| Task statement |
Reproduce the portion of the article on Chicago's transit budget that begins with the words "The public has" and ends with the words "800 transit workers.", copying it word for word.

Segment Start: Exercise text

Chicago’s transit budget at a crossroads

Times Staff Writer

For more than a decade, Keith Williams has relied on the city’s pervasive network of buses, elevated trains and commuter rail lines to get downtown for work, attend school on the south side and shop at the sprawling malls in the northern suburb of Skokie.

But now, Williams is considering the unthinkable: buying a car.

“I have no idea how I’ll be able to afford it,” said Williams, 33, a customer service employee at a telecommunications company. “But I can’t bear this uncertainty anymore.”


These are tough times for commuters who rely on the Chicago Transit Authority, the nation’s second-largest public transportation system, which is used by about 1.6 million riders each day on bus and rail lines across the city and in 40 surrounding suburban areas.

For months, state lawmakers have been locked in debate over how to find more than $226 million to balance the 2007 operating budget for the transit system, which runs buses, the elevated train line known as “the El” and other regional rail, bus and shuttle lines.

On Friday, Illinois Gov. Rod R. Blagojevich authorized $27 million in state bond funds as an emergency funding stopgap for the transit authority to avoid steep fare hikes and deep cuts in schedules that officials said would take place this weekend. It’s the second time such a close call has happened this year.

Now lawmakers must figure out a long-term solution. But the issue, and some proposed solutions, have become bogged down in political bickering. A group of suburban and downstate lawmakers have refused to bail out Chicago’s transit system unless a multibillion-dollar, statewide construction plan to improve roadways and other transportation infrastructure is passed.

One way to finance the transit authority would be by expanding gambling across the state, including construction of a city-owned gambling complex in Chicago, some lawmakers say.

Illinois Rep. Julie Hamos, chairwoman of the state House Mass Transit Committee, introduced legislation that would use a regional sales-tax hike to help raise, in part, about $530 million a year for the Regional Transportation Authority, which oversees the agencies. The RTA, which backed the bill, is also calling for the state to invest billions to update and repair the system.


“This is a system that needs a lot of investment and improvement,” Hamos said. “We can’t risk having everything fall apart or further delayed.”

The public has grown weary of packed rail cars, lengthy delays and the occasional dangerous situation.

In January, the CTA fired several employees for failing to recognize poor track conditions before a subway derailment that sent about 150 passengers to the hospital. Highway construction that ensnarls commuter car traffic has sent scores of new transit riders onto aging buses and trains, taxing an already strapped transit system.

Transit officials had warned that if lawmakers couldn’t resolve the budget, they would have no choice but to cut services Sunday, which would have affected about 100,000 riders.

The plan called for cutting at least a quarter of the bus routes -- some of them specifically devoted to the rush-hour commute in and out of downtown -- and raising fares by as much as $1 and laying off 800 transit workers.

The tax-increase plan has failed so far to gather support among lawmakers in Springfield, Ill., which is why the governor approved the last-minute grant.

Blagojevich acknowledged that the money was temporary but said Friday that “anything that keeps the transit systems operating so people can get to work, school and wherever they’re going is better than service cuts, fare hikes and layoffs.”

“We’ve been through similar economic transit woes before, in the 1970s and 1980s,” said Ian Savage, a Northwestern University economics professor who specializes in transportation issues. “This is a problem that’s been building for decades, and it’s only getting worse.”

Segment End: Exercise text
Segment Start: Information supplied

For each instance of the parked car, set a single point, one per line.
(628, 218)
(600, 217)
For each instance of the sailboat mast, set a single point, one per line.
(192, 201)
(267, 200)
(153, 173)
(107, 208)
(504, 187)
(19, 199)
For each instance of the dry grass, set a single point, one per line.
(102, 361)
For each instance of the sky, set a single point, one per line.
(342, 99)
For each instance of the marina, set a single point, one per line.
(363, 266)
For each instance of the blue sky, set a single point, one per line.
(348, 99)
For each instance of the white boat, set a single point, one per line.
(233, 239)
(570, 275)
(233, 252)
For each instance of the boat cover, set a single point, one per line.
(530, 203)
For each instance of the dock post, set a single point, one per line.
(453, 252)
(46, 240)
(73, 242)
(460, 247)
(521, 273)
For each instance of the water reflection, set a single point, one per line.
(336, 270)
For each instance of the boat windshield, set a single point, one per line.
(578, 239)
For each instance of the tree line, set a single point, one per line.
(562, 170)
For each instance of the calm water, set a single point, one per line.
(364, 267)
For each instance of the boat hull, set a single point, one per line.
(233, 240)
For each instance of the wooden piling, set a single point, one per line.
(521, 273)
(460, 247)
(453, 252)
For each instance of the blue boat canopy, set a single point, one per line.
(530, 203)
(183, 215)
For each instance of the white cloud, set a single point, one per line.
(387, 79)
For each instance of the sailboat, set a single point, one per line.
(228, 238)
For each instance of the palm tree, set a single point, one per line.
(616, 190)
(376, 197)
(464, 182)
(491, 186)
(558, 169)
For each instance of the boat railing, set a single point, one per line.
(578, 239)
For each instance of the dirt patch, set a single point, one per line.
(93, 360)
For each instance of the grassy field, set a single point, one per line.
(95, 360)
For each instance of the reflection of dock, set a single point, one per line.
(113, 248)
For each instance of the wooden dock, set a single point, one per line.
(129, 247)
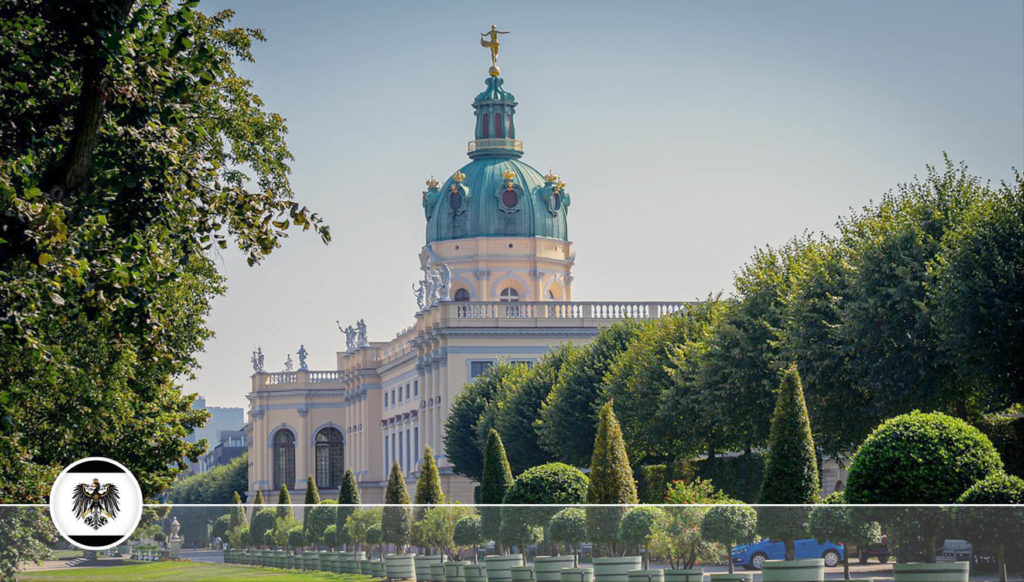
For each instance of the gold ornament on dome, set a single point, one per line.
(489, 40)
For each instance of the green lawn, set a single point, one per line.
(187, 571)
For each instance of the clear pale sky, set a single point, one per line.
(688, 133)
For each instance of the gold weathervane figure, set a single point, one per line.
(493, 45)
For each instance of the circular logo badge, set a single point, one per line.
(95, 503)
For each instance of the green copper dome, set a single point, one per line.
(496, 195)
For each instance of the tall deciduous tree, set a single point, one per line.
(568, 418)
(520, 415)
(117, 181)
(396, 522)
(463, 444)
(640, 380)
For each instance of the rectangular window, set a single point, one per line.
(477, 368)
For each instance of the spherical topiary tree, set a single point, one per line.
(729, 525)
(468, 533)
(639, 524)
(568, 527)
(920, 458)
(261, 526)
(550, 483)
(610, 480)
(993, 528)
(840, 523)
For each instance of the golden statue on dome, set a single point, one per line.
(493, 45)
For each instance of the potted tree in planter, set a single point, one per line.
(838, 523)
(921, 458)
(567, 527)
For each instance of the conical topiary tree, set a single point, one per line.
(396, 523)
(495, 483)
(284, 502)
(610, 480)
(791, 469)
(348, 495)
(312, 497)
(428, 486)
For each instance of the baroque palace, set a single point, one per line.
(498, 286)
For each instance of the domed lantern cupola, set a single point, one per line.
(495, 112)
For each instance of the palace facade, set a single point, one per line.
(498, 286)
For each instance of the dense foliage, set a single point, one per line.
(791, 468)
(729, 525)
(920, 458)
(568, 417)
(219, 485)
(396, 521)
(136, 149)
(462, 440)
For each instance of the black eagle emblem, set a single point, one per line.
(95, 502)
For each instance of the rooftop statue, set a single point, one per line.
(493, 45)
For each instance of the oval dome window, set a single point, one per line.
(510, 198)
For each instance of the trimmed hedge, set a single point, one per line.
(920, 458)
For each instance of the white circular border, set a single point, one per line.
(134, 482)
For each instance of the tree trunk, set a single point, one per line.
(1000, 560)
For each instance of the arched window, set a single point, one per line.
(508, 295)
(284, 458)
(330, 458)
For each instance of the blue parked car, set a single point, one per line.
(752, 556)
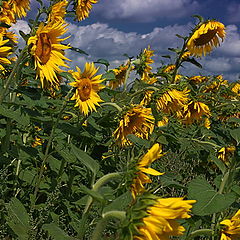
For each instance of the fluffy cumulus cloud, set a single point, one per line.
(233, 12)
(101, 41)
(145, 11)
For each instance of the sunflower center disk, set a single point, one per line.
(205, 38)
(44, 48)
(85, 88)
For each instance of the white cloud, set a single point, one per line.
(101, 41)
(145, 10)
(231, 46)
(233, 12)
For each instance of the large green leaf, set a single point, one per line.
(235, 133)
(18, 219)
(120, 203)
(85, 159)
(15, 115)
(56, 233)
(209, 201)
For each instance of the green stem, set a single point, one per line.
(11, 77)
(106, 178)
(205, 142)
(95, 187)
(45, 157)
(113, 105)
(127, 76)
(200, 232)
(101, 225)
(178, 62)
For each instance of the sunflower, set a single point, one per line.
(231, 230)
(198, 79)
(20, 7)
(141, 178)
(169, 68)
(146, 59)
(172, 101)
(205, 38)
(147, 98)
(194, 111)
(138, 121)
(58, 11)
(48, 53)
(120, 74)
(236, 89)
(7, 14)
(154, 218)
(9, 35)
(4, 52)
(186, 55)
(83, 8)
(163, 122)
(87, 85)
(215, 85)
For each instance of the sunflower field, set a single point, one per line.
(129, 154)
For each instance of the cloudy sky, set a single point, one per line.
(116, 27)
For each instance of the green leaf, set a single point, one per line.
(209, 201)
(85, 159)
(56, 233)
(218, 162)
(235, 133)
(28, 175)
(94, 194)
(18, 219)
(138, 141)
(16, 115)
(120, 203)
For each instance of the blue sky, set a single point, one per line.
(116, 27)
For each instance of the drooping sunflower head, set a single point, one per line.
(48, 53)
(138, 121)
(120, 74)
(231, 230)
(198, 79)
(58, 11)
(20, 7)
(169, 68)
(236, 89)
(156, 218)
(194, 111)
(83, 8)
(7, 14)
(4, 52)
(205, 38)
(87, 85)
(172, 101)
(154, 153)
(146, 58)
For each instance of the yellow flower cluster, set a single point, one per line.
(205, 38)
(83, 8)
(87, 85)
(12, 9)
(137, 120)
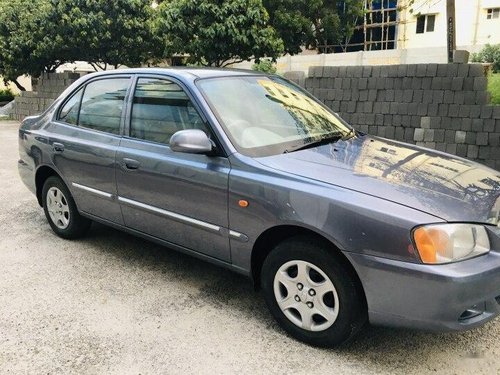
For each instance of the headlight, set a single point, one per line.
(445, 243)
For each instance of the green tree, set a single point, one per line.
(314, 23)
(105, 32)
(217, 32)
(39, 35)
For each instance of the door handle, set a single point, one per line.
(58, 147)
(131, 163)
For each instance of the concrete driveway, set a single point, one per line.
(112, 303)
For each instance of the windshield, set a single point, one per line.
(267, 115)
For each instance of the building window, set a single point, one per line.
(426, 23)
(492, 13)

Segment End: Information supplied

| Response to the exercise |
The public has grown weary of packed rail cars, lengthy delays and the occasional dangerous situation.

In January, the CTA fired several employees for failing to recognize poor track conditions before a subway derailment that sent about 150 passengers to the hospital. Highway construction that ensnarls commuter car traffic has sent scores of new transit riders onto aging buses and trains, taxing an already strapped transit system.

Transit officials had warned that if lawmakers couldn’t resolve the budget, they would have no choice but to cut services Sunday, which would have affected about 100,000 riders.

The plan called for cutting at least a quarter of the bus routes -- some of them specifically devoted to the rush-hour commute in and out of downtown -- and raising fares by as much as $1 and laying off 800 transit workers.